Object pointing dataset rows
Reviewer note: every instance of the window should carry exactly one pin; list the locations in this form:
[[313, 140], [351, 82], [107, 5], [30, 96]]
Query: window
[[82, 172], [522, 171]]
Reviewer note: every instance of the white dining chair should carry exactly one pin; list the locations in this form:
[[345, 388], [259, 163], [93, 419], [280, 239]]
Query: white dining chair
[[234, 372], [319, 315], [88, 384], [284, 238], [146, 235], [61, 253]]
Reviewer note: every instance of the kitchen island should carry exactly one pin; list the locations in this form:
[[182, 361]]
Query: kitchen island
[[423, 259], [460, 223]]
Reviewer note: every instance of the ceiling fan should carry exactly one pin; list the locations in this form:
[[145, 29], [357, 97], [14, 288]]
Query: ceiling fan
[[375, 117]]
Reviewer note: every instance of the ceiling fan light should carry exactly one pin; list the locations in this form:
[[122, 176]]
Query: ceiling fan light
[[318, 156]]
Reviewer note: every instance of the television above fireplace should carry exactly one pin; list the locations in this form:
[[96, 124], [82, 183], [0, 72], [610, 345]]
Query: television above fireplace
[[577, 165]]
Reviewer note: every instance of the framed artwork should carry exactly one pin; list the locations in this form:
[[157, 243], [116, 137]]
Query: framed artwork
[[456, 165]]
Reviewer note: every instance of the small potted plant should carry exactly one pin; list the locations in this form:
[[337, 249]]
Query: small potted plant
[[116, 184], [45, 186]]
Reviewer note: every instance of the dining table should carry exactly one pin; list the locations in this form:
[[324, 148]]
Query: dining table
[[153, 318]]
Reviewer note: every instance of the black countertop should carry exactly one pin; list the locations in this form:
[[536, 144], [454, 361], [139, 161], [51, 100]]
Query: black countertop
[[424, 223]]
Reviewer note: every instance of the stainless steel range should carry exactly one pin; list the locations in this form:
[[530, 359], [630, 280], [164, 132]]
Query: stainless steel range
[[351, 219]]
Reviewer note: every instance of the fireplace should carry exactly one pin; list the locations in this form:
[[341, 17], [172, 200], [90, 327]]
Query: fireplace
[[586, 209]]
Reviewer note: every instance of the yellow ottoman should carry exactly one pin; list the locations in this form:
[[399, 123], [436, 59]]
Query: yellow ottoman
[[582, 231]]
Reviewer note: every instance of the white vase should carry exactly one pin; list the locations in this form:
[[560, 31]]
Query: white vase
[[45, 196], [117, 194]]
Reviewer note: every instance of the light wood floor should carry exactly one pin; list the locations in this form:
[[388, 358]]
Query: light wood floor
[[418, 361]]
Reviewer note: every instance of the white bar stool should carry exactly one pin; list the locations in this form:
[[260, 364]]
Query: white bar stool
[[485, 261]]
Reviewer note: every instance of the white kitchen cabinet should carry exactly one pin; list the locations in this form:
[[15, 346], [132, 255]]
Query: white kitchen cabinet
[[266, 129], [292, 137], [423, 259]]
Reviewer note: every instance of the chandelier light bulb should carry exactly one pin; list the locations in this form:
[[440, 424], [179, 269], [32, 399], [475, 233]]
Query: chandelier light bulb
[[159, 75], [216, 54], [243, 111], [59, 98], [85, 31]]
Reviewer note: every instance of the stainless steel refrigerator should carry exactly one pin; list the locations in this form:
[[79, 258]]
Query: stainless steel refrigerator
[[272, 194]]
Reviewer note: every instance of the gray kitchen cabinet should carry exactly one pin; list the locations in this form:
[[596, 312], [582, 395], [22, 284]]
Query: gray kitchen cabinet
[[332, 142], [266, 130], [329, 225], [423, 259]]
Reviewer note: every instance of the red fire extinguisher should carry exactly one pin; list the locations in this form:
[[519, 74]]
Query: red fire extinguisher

...

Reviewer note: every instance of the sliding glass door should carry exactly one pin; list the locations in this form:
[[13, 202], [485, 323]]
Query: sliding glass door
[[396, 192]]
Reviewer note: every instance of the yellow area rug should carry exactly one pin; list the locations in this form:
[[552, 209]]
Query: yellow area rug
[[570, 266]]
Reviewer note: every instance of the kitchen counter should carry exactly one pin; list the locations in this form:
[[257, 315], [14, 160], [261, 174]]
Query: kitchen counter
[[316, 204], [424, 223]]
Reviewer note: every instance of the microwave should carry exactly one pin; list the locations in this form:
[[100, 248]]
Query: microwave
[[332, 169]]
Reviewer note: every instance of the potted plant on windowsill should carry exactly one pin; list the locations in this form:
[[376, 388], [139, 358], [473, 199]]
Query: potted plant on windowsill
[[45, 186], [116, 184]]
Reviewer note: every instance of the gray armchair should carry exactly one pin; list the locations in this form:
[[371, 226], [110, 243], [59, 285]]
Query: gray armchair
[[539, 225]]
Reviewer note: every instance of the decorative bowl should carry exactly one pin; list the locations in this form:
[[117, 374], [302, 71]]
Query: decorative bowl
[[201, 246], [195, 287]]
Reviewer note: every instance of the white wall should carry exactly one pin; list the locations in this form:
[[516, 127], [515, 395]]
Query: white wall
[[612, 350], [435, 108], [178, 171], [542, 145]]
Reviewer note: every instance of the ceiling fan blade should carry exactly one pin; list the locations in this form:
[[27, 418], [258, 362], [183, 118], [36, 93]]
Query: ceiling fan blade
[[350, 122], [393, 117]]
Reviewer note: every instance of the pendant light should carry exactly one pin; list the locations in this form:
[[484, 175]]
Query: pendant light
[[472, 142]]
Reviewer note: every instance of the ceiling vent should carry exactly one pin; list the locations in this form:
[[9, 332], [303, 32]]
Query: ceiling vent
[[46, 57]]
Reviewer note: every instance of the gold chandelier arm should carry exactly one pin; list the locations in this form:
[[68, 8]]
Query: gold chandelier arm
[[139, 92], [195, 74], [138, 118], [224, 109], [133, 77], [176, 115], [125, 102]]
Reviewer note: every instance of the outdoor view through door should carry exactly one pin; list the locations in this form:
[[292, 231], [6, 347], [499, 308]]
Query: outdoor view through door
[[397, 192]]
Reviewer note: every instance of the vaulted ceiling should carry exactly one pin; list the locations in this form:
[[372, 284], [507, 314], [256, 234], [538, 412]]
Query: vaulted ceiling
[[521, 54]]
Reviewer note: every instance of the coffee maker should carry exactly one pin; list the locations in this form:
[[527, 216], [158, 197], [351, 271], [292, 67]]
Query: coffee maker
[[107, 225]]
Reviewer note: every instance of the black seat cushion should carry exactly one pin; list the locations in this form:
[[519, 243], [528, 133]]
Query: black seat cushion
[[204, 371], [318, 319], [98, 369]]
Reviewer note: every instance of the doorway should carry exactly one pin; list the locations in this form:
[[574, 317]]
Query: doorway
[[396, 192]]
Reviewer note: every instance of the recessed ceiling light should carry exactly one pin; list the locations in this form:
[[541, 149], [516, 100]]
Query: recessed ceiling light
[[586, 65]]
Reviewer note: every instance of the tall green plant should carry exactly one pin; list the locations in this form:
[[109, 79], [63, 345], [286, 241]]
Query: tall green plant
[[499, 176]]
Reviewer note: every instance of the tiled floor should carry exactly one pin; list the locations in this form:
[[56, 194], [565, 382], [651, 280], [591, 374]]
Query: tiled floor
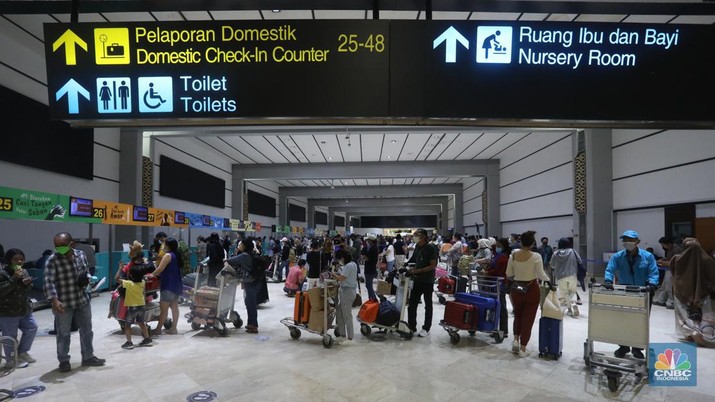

:: Task statement ::
Rescale the stretch of rows from the line containing "Reviewer note: every instance of the window" through the line containing "[[153, 318]]", inclusive, and write all those lines out again, requests included. Multiply every point coordinate in the answers by 0.6 and round each to a whole number, rounding halves up, while leaving the requests and their format samples unchanged.

:: Solution to the problem ::
Reviewer note: every instance of the window should carry exactly one pin; list the locations in this form:
[[313, 140], [351, 82], [107, 5], [30, 96]]
Query: window
[[49, 103], [313, 103]]
Reviewer note: every instance of the white dining chair should carry exactly one pin; list the locations in this form:
[[345, 388], [259, 163], [93, 419], [280, 239]]
Query: white dining chair
[[140, 223], [191, 189], [53, 230], [170, 143], [88, 141], [37, 152]]
Reviewer note: every instance of the kitchen island should carry exactly one pin; list the locations in this form:
[[182, 361]]
Query: kitchen island
[[254, 155], [276, 134]]
Reviewer note: every instance of the ceiling fan should carry exactly one pin; list the locations in this form:
[[145, 29], [357, 97], [14, 288]]
Query: ceiling fan
[[225, 70]]
Reviewer note: every instance of the ceiling fan light should carry exactly one pin; list the locations in this form:
[[122, 176]]
Query: ceiling fan light
[[191, 94]]
Reviewer note: every instance of the television above fireplace should carry exactly one pin; list the locations in this form:
[[96, 124], [82, 183], [0, 72], [610, 345]]
Query: television above fireplace
[[346, 99]]
Reviewer note: every instance of the framed artwork should carry exactly one pin; list the locations in this form:
[[157, 243], [116, 137]]
Query: framed artwork
[[274, 99]]
Reviewer note: every instance of the small potted plant should carry exactly one pin; list the locations in this form:
[[337, 249]]
Query: small potted plant
[[70, 110], [27, 112]]
Reviewer note: every instance of the dining table should carry exactly one pin; list the locations in this form:
[[324, 148]]
Query: dining table
[[92, 191]]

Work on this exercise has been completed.